• Given text:
begin

Well, it's sad to have to admit it, but not everyone "gets" the elegance of these basic principles. Some people right here in this country are so intent on "living simply," that they fail to see the necessity — the beauty — of markets unfettered by governmental or moral controls. And, of course, as we all now know, there are a few spoilt sports outside this country who really just need to lighten up and join in the spirit of the new millennium.

In a former era, it was easy to maintain the fealty of the faithful. The Church simply put on the best show in town. They had soothing music, mysterious incense, grand architecture, and fabulous outfits. For the braniacs, they devised one of the most obtuse, arcane intellectual systems ever devised. And if none of this worked, they had at their disposal excommunication, thumbscrews, guilt, and the threat of eternal damnation. It was a good system.

But today we've really got it down. Instead of a clunky medieval bureaucracy, we have the modern, high-tech mass media. Television, radio, newspapers, magazines — the media is everywhere: living room, bathroom, office, and car. They are transmitted in cables underfoot, from pole to pole overhead, and, thanks to radio waves and the thousands of satellites whooshing around the planet, the media inhabits the very air you breathe. Whatever your mood or predilection, the media is there to numb you up or dumb you down, to distract your mind or fill it with dreams of Regis and Rogaine.

end

• Supplied information:
begin

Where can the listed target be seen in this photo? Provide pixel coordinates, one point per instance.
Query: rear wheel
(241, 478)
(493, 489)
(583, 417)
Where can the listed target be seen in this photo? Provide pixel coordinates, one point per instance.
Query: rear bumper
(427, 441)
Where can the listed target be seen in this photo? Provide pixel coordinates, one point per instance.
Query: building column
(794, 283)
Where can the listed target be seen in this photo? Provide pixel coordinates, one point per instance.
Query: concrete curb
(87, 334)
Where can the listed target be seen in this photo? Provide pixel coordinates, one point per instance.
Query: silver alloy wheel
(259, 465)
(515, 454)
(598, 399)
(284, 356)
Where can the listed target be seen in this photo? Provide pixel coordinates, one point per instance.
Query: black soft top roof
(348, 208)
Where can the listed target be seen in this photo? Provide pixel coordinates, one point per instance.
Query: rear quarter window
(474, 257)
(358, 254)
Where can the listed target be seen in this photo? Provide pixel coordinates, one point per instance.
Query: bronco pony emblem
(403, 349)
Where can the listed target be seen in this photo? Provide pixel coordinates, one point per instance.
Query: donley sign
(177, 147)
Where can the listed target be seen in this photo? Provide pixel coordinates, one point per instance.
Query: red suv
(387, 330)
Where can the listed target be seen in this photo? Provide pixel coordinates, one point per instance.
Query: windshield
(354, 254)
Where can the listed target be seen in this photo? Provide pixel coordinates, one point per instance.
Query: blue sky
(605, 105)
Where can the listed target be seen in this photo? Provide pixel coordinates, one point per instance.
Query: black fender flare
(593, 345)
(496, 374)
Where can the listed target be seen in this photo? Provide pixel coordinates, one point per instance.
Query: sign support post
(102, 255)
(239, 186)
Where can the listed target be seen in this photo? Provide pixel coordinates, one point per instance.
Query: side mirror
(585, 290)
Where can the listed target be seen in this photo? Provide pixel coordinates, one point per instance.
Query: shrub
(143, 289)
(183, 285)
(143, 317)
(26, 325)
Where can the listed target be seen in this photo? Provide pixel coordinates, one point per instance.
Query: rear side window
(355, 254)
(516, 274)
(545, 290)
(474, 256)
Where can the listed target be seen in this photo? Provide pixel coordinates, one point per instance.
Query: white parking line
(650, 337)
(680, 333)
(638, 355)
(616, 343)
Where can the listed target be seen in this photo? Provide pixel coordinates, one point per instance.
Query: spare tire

end

• Exercise instructions:
**a)** Pick out every line of the listing that contains the string "side", matching case exactly.
**b)** Extend the passage about the Church and the mass media, picking up right after its final sentence.

• Final answers:
**a)**
Query: side mirror
Query: rear side window

**b)**
Now, there's one little problem. Technically, the press is supposed to be free, and it's still best to keep up appearances. Of course, true freedom of the press would mean that journalists, broadcasters, and all the rest could investigate and report pretty much whatever they wanted. But who knows what ideas they might get into their heads. Scary. What if Dan Rather interviewed a guest on national television who seriously discussed alternatives to our market-über-alles system? What if Nightline did a story that questioned why America has only two political parties and both are pro-big business?

Thanks to a small handful of men, we'll sooner see Ted Koppel lose the hairpiece. These geniuses came up with a most clever way to get around the freedom of the press. By letting business owners buy space in their newspapers and radio programs and television shows, they put the media in the market's debt. Soon they were able to drive the cost to the consumer down so far that the more opinionated and — heaven forbid — "public-service" oriented media simply couldn't compete. They were either driven out of business, or, better yet, incorporated into ever-larger conglomerates.

Today, the thousands of small, independent media companies that informed and entertained the public in the early part of the century have almost all been subsumed into the paternal arms of six — count 'em, SIX — enormous multinationals, all among the largest companies in the world. (Even public broadcasting, with its ready cash flow from corporate America, is now ripe for conversion.) And you don't get that large by worrying about social costs or by "listening to your heart." These righteous companies listen only to the insistent demands of the bottom line. And the bottom line says, make it simple, fun, or salacious and people will not only stop their whining, they'll open their pocketbooks and ask, How much?

Just think, if it weren't for the shrewd business values of News Corp, AOL Time Warner, General Electric, Viacom, Bertelsman, and, of course, Disney, our culture would have to live without the soothing pleasures of Judge Judy and That Seventies Show; Jerry Springer would be a salesman for La-Z-Boy; and some lucky real estate agent with a Chrysler would have Barbara Wawa for a secretary. The bottom line knows that to get the most bang for your buck, you simply need to scrape the bottom of the banal barrel. So rest assured, your favorite news and entertainment outlets won't be fretting about the actual quality of their programs or posing difficult questions about the benevolence of free markets anytime soon. The News's primary responsibility is no longer news; it's market share, and her sultry attendant, advertising.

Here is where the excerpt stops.